■ Passage provided:
########################################

2. Find new hyperparameters for the model

  1. Review how database columns are included in the util/train module(s) before being passed to the training function. There may be more than one, but only one is imported and in use.
  2. Training, cross-validation and hyperparameter tuning scripts can be customized from data/create/91* folder. Use those to learn which model type and which parameters produce the best results, and how your new column ranks in feature importance.

3. Create a new predictor function as a utility

  1. See the source code for how the util/FMI, Fingrid and Sahkotin functions work and how the main script calls them inside the --predict arguments. Utility functions are located in the util folder.

  2. Create a function that accepts a data frame and returns a data frame. Add this to the util folder and import it. Use it after or in between the existing function calls.

    df = update_wind_speed(df)
    df = update_nuclear(df, fingrid_api_key=fingrid_api_key)
    df = update_spot(df)
    df = update_solar(df) # this could be your new function

    The returned data frame should be the exact same DF passed to it, but now filled with data 7 days into the past and 5 days into the future. Merging data frames and working with time stamps can be a bit tricky, but there's sample code in the FMI/Fingrid/Sahkotin functions.

    Failing that, just return a data frame that goes 5 days to the future, with time stamps. There's a helper function in util/dataframes.py to merge the DFs in the next step, currently used for ENTSO-E. The long term plan for "where to merge" is TODO.

  3. Call that function as part of the chain that builds the data frame for the predictions. Again, your function can either add a column, or edit the existing columns.

########################################

■ Dataset entries:
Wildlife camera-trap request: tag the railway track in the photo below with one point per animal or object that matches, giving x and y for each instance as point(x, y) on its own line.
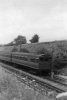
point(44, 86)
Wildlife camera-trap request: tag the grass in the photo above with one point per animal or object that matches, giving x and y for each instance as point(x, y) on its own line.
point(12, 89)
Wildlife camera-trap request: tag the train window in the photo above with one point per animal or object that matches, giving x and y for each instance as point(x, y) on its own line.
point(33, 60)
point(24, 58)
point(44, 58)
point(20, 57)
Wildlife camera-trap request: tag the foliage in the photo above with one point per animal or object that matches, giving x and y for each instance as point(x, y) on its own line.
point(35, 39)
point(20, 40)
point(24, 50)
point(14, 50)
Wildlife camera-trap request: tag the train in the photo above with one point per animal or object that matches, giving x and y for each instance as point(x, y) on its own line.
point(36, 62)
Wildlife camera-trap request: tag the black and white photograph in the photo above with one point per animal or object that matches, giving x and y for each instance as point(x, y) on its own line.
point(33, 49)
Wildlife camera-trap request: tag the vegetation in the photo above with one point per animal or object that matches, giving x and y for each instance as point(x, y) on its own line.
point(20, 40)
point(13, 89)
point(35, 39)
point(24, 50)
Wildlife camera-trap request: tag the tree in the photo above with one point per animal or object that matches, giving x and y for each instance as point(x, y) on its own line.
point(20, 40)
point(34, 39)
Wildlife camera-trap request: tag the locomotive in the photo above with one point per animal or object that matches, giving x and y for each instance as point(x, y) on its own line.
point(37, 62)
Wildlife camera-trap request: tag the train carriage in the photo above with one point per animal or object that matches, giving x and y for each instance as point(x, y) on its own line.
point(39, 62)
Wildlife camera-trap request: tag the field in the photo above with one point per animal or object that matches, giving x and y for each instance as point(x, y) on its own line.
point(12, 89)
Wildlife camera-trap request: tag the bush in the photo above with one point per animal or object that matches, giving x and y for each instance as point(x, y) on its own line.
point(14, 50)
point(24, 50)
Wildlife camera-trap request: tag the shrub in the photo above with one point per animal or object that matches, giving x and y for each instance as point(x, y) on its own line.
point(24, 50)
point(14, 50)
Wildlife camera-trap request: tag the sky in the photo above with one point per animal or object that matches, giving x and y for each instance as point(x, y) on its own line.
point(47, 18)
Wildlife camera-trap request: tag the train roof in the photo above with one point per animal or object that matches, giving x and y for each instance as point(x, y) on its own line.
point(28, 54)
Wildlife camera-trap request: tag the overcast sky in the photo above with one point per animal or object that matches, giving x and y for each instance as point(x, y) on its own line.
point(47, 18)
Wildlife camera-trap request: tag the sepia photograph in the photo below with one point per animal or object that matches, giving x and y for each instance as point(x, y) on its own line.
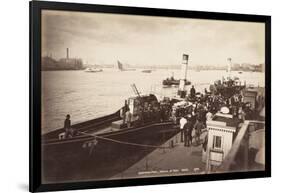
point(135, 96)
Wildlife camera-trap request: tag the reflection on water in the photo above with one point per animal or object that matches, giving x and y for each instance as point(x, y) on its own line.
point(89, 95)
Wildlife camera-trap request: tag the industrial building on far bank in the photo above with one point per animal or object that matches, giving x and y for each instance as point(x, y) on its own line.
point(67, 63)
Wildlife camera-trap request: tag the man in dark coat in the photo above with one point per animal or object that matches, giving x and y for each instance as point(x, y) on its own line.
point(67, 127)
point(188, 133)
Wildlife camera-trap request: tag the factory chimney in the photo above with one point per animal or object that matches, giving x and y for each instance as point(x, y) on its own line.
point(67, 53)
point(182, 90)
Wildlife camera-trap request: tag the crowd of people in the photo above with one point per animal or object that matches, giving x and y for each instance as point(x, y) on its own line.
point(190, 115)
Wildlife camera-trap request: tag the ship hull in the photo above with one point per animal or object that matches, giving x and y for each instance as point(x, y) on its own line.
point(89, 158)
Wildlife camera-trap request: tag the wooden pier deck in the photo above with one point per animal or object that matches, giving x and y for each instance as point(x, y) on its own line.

########################################

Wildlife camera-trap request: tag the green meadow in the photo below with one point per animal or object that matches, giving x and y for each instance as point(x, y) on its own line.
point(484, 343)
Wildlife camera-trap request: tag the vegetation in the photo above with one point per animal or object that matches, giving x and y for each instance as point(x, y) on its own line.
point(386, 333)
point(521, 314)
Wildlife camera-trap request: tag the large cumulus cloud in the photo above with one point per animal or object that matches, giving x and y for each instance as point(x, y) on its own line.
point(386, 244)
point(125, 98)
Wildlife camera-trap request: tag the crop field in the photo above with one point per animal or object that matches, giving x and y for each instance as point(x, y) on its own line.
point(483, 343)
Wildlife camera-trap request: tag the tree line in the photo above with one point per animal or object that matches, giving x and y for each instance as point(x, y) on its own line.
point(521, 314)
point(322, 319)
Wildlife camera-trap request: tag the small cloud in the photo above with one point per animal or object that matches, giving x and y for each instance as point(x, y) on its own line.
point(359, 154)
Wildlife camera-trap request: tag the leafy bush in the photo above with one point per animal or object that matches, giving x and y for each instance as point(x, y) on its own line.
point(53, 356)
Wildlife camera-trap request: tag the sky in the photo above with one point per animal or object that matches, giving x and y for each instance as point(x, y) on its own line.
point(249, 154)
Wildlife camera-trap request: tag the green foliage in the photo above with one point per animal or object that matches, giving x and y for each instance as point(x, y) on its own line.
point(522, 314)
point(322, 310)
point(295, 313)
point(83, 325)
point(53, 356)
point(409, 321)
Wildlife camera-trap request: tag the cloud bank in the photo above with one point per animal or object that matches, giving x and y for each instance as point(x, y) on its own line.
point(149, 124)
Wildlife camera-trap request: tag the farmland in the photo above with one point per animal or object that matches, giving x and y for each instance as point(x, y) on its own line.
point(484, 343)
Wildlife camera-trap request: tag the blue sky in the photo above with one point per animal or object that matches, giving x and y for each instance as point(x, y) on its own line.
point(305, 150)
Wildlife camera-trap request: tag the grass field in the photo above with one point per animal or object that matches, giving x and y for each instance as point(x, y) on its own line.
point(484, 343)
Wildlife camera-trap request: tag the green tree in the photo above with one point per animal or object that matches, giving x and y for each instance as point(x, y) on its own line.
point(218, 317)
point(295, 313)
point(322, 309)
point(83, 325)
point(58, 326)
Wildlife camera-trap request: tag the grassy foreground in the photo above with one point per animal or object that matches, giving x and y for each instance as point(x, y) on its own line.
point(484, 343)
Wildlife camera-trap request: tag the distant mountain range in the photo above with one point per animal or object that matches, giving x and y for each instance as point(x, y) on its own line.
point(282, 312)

########################################

■ Action item:
Reproduce the text on tuning hyperparameters and creating a predictor function in full, word for word.

■ Answer space:
2. Find new hyperparameters for the model

  1. Review how database columns are included in the util/train module(s) before being passed to the training function. There may be more than one, but only one is imported and in use.
  2. Training, cross-validation and hyperparameter tuning scripts can be customized from data/create/91* folder. Use those to learn which model type and which parameters produce the best results, and how your new column ranks in feature importance.

3. Create a new predictor function as a utility

  1. See the source code for how the util/FMI, Fingrid and Sahkotin functions work and how the main script calls them inside the --predict arguments. Utility functions are located in the util folder.

  2. Create a function that accepts a data frame and returns a data frame. Add this to the util folder and import it. Use it after or in between the existing function calls.

    df = update_wind_speed(df)
    df = update_nuclear(df, fingrid_api_key=fingrid_api_key)
    df = update_spot(df)
    df = update_solar(df) # this could be your new function

    The returned data frame should be the exact same DF passed to it, but now filled with data 7 days into the past and 5 days into the future. Merging data frames and working with time stamps can be a bit tricky, but there's sample code in the FMI/Fingrid/Sahkotin functions.

    Failing that, just return a data frame that goes 5 days to the future, with time stamps. There's a helper function in util/dataframes.py to merge the DFs in the next step, currently used for ENTSO-E. The long term plan for "where to merge" is TODO.

  3. Call that function as part of the chain that builds the data frame for the predictions. Again, your function can either add a column, or edit the existing columns.